■ TASK TO COMPLETE: From the records below, set down exactly the lines starting with the line that contains "22L259 133L258 83L245" and going on through the line that contains "box: [74, 24, 242, 314]". Nothing else is wanted.

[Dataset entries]
BEGIN

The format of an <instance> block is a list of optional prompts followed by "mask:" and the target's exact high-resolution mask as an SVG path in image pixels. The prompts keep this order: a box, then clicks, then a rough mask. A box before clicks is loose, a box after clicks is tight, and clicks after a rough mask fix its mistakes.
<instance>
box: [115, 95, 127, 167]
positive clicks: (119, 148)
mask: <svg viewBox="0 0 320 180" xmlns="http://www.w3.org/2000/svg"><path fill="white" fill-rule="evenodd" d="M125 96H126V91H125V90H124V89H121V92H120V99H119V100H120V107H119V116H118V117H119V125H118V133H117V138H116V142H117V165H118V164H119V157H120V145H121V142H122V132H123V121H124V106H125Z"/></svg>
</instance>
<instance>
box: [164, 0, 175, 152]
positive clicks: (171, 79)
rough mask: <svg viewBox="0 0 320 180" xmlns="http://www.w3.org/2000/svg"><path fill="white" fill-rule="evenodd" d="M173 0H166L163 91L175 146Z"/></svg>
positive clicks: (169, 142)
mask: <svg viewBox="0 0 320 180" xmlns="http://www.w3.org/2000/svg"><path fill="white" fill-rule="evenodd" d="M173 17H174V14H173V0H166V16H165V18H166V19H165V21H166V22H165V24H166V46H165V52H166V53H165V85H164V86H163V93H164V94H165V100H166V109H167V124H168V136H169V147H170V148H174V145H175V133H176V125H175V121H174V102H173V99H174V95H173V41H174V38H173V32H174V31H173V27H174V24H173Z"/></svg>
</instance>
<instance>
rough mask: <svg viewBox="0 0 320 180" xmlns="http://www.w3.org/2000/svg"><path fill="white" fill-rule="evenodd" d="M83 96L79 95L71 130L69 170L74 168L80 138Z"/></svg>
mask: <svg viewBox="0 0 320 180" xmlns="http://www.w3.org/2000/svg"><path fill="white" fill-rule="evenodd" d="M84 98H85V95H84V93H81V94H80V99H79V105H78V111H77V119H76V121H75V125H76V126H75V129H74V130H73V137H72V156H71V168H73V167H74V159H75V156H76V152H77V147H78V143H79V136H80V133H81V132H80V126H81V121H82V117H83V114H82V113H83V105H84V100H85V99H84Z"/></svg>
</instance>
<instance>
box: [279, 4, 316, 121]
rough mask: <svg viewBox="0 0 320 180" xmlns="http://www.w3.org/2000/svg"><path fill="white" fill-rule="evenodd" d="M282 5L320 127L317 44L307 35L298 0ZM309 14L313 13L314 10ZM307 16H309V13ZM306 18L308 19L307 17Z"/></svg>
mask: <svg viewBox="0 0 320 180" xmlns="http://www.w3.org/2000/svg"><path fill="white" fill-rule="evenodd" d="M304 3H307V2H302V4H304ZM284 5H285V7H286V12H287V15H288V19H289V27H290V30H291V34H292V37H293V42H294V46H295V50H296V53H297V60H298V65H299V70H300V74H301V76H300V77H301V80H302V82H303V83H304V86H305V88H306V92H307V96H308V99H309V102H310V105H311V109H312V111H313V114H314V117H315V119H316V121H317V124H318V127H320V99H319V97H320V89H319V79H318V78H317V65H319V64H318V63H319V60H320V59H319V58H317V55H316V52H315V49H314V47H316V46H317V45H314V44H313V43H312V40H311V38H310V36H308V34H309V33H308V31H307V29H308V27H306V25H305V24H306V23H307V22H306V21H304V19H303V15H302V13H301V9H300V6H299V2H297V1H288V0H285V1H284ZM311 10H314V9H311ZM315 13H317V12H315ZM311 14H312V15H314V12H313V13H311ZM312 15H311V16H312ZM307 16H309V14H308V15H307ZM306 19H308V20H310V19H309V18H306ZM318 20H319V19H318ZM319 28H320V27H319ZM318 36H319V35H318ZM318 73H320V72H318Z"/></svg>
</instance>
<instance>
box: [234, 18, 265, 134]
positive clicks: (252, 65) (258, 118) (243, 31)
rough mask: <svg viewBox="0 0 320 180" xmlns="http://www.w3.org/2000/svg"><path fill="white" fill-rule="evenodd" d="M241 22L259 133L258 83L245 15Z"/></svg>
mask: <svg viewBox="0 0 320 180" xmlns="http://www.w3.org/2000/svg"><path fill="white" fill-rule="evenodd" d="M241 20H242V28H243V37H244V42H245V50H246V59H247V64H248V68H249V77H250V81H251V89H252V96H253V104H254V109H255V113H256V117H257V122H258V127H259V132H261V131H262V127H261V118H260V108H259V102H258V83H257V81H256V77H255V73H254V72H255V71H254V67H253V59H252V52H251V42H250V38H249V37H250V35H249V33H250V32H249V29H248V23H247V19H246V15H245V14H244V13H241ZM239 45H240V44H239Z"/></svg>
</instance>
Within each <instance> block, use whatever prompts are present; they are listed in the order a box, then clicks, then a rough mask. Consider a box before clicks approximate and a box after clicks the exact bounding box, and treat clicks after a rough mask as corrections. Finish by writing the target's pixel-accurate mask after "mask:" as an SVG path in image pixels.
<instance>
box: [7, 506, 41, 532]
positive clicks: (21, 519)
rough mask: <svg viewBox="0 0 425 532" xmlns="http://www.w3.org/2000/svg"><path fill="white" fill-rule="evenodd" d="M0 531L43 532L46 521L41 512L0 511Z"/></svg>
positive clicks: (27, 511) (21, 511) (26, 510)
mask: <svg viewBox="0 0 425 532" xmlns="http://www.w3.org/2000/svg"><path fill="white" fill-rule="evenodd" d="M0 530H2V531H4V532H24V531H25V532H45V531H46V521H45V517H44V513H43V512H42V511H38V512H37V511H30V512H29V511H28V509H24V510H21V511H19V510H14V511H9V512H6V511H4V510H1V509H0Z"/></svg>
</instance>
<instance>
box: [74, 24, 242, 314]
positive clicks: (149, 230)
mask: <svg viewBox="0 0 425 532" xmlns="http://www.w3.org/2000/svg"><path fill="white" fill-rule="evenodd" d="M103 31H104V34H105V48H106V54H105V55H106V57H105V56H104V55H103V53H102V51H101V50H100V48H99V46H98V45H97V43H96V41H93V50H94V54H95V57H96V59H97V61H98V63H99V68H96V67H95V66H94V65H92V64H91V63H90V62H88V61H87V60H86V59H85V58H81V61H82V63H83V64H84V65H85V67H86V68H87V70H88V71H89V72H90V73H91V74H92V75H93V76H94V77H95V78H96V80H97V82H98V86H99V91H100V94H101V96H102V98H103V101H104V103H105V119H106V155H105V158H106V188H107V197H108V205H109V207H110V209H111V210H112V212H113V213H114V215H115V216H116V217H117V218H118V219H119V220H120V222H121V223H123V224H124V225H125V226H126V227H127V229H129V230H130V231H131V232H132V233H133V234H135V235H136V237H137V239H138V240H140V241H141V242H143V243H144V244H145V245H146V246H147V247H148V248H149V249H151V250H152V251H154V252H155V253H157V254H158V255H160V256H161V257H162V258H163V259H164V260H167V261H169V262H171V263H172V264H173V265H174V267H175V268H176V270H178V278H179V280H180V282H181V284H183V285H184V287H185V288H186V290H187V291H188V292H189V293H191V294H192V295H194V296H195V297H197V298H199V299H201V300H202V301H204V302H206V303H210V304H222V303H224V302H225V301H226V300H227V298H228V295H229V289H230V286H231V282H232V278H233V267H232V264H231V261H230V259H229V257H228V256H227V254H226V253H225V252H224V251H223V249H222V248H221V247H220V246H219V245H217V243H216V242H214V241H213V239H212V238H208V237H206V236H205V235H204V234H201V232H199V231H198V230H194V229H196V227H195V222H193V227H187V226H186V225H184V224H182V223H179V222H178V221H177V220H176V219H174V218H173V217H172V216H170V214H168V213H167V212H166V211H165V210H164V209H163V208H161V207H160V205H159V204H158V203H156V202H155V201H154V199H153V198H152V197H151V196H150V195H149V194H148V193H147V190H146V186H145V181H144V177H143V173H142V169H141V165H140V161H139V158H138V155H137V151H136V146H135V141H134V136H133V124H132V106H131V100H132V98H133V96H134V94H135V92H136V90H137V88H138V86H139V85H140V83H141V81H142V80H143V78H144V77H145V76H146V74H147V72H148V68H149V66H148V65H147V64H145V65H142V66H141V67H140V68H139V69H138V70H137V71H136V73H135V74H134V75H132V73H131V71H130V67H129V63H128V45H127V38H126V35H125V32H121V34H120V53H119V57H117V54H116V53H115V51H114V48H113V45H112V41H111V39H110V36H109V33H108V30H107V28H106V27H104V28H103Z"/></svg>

END

■ SOLVED EXERCISE:
rough mask: <svg viewBox="0 0 320 180" xmlns="http://www.w3.org/2000/svg"><path fill="white" fill-rule="evenodd" d="M241 22L259 133L258 83L245 15Z"/></svg>
mask: <svg viewBox="0 0 320 180" xmlns="http://www.w3.org/2000/svg"><path fill="white" fill-rule="evenodd" d="M241 20H242V28H243V37H244V42H245V50H246V59H247V64H248V68H249V77H250V81H251V89H252V96H253V104H254V109H255V113H256V117H257V122H258V127H259V132H261V131H262V127H261V118H260V108H259V102H258V83H257V81H256V77H255V73H254V72H255V71H254V67H253V59H252V52H251V42H250V38H249V37H250V35H249V33H250V32H249V29H248V23H247V19H246V15H245V14H244V13H241ZM239 45H240V44H239Z"/></svg>
</instance>
Within each <instance> block, use whatever prompts are present; they are listed in the order a box, then clicks, then a rough mask. Consider a box before clicks approximate and a box after clicks the exact bounding box, and treat clicks after a rough mask as corrections. Finish by writing the target's pixel-accurate mask after "mask:" as an SVG path in image pixels.
<instance>
box: [7, 506, 41, 532]
positive clicks: (21, 519)
rough mask: <svg viewBox="0 0 425 532" xmlns="http://www.w3.org/2000/svg"><path fill="white" fill-rule="evenodd" d="M0 531L43 532L46 521L41 512L0 511Z"/></svg>
positive clicks: (27, 511) (21, 511) (26, 510)
mask: <svg viewBox="0 0 425 532" xmlns="http://www.w3.org/2000/svg"><path fill="white" fill-rule="evenodd" d="M0 530H2V531H4V532H24V531H25V532H45V531H46V521H45V517H44V513H43V512H42V511H38V512H37V511H30V512H29V511H28V509H24V510H21V511H19V510H14V511H9V512H6V511H4V510H1V509H0Z"/></svg>
</instance>
<instance>
box: [74, 24, 242, 314]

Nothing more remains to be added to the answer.